(Stored data entries)

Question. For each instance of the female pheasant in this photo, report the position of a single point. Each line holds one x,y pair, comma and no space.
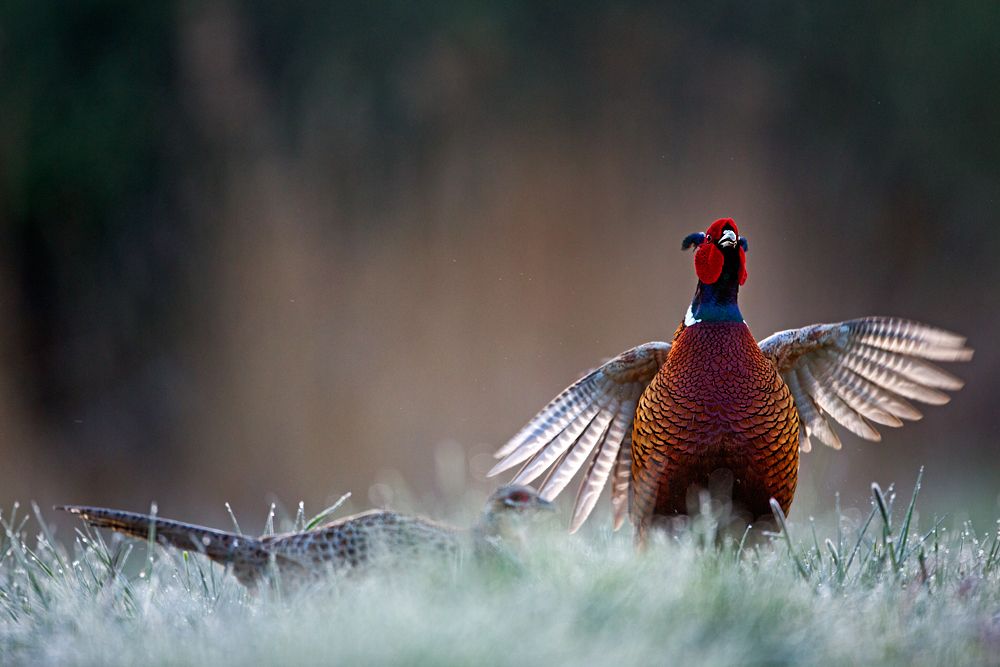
663,417
352,544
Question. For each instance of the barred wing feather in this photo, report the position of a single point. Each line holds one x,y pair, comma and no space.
863,371
594,414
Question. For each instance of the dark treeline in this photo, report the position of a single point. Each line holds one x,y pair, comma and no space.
147,149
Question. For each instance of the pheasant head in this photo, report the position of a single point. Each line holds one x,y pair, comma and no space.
720,262
504,511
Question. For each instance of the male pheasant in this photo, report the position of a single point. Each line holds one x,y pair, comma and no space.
664,417
353,544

_What this task involves_: Render only the entries from the line containing "Question. For each instance of the dark" through the end of the entries as a two-column CSV with the columns entry_text and points. Give one row per entry, with each value in a single quoted field and line breaks replaced by spaces.

_Exercise solution_:
entry_text,points
"Question. For each instance of the dark treeline in this photo, report the position of a single point. Each line holds one x,y pair, comma and no space.","147,149"
"Question. For each instance of the pheasant head in this photo, report the position of a single point. Each line holds one x,y pair, comma and no space.","720,262 504,511"
"Question. For each instance of the male pheasant in this photo, report the position of a single point. Each line holds one x,y pair, comma and no space.","664,417 353,544"